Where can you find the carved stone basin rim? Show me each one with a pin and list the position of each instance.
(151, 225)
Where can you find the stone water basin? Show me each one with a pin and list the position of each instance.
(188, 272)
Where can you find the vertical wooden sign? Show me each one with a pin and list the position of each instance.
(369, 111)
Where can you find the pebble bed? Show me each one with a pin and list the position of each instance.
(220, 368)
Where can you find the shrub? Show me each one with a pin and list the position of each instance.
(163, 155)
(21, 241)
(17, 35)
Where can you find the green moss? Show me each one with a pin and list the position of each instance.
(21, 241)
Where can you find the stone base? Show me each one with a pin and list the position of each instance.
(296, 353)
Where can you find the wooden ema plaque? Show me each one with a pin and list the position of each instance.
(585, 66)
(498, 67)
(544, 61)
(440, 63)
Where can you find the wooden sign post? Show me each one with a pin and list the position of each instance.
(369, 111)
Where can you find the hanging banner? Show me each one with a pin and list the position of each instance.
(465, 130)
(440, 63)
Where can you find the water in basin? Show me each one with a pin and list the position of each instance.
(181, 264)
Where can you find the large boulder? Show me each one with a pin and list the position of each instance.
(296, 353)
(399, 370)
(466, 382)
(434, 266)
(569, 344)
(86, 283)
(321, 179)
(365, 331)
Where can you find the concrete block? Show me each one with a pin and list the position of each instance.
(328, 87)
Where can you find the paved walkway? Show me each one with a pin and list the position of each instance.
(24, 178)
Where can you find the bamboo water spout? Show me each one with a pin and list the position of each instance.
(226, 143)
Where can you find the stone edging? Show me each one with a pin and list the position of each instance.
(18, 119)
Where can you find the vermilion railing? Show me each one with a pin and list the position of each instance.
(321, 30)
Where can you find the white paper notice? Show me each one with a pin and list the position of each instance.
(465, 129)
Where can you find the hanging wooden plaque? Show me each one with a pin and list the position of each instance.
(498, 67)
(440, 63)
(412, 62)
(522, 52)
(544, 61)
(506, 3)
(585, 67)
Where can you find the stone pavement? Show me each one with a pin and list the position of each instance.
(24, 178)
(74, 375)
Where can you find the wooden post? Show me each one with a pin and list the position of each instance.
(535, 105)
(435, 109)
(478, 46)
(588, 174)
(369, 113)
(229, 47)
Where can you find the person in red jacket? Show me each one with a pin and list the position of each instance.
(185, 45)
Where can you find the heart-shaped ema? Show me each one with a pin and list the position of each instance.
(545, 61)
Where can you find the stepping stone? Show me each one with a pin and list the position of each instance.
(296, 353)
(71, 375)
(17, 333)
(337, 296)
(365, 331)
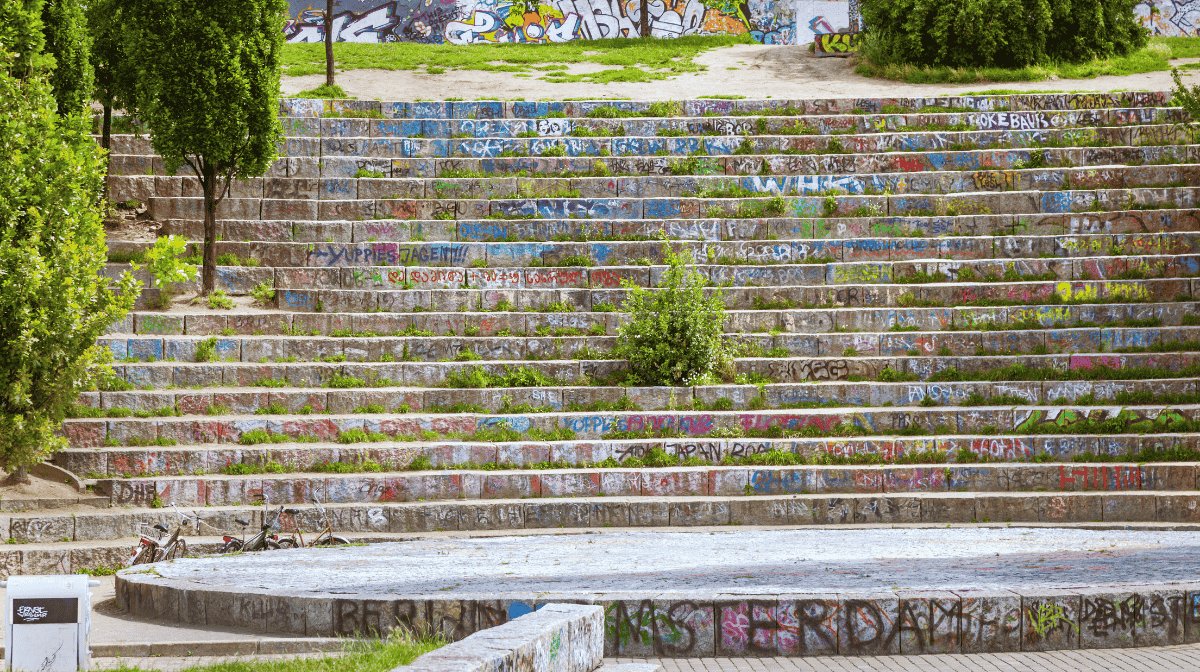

########################################

- _Requirement_: A faithful copy is needed: reproduce all of the data above, leaving the pictures out.

- _Task answer_:
Where can you find the carved stone basin rim? Show me each one with a pin and list the position of each instance.
(151, 225)
Where can you find the stone water basin? Show me each one with a pin and list the position of each instance.
(188, 272)
Where can you find the vertical wooden sign? Show me each one with a pin and list the position of each instance.
(369, 111)
Where can you find the pebble bed? Show me each one with a pin and list the position of each instance.
(220, 368)
Where can you find the shrub? Show me each one with a pin and list the position of each instance.
(163, 155)
(21, 241)
(17, 35)
Where can you find the green moss? Show me each one with a pin and list the position of each instance.
(21, 241)
Where can you find the stone base? Show me each one with a pin and list the position of each instance.
(296, 353)
Where can you find the wooden ema plaque? Show me each one with a pin and list the position of each instance.
(585, 66)
(498, 67)
(544, 61)
(440, 63)
Where can you find the wooden sign post? Show me each one with a pin and list the position of each instance.
(369, 111)
Where can you find the hanging banner? Show me each one with a pin and list the position of each instance.
(465, 130)
(440, 63)
Where can you find the water in basin? Show me each one with a pin and list the position of each instance.
(181, 264)
Where can you find the large boulder? Show me each one with a pin and list the position of each instance.
(296, 353)
(399, 370)
(466, 382)
(434, 266)
(569, 344)
(86, 283)
(321, 179)
(365, 331)
Where can you find the concrete block? Show me each one with a pin and list the position of each instance.
(328, 87)
Where can you find the paved walkway? Show me each one with a pin and list the position of each instance.
(24, 178)
Where can you find the bamboo water spout? Show me each one with a pin and list the position of each instance.
(226, 143)
Where can you find the stone edging? Show me each one with a pin and list the position of each instance.
(18, 119)
Where can you find the vermilion railing? Show me each one with a pin and list the position of each instance.
(321, 30)
Where can you find the white paper notice? Show me each one with a pin and list the position of each instance.
(465, 129)
Where can you find the hanging wooden plaque? Show me each one with a pin and list the position of each instance.
(498, 67)
(440, 63)
(412, 62)
(522, 52)
(544, 61)
(506, 3)
(585, 67)
Where can you find the stone pavement? Show me each one with a pin and list the position of each instance.
(24, 178)
(74, 375)
Where can you find the wooden post? Show me each one with a pin and list the position of each instance.
(535, 105)
(435, 109)
(478, 46)
(588, 174)
(369, 113)
(229, 47)
Where can you find the person in red jacket? Show me each one with a pin and list the position of each instance.
(185, 45)
Where can you find the heart-shaped ema? Show me each one with a pin and list the position of each instance.
(545, 61)
Where can you find the stepping stone? Show me each one with a pin and list the position of each instance.
(296, 353)
(71, 375)
(17, 333)
(337, 296)
(365, 331)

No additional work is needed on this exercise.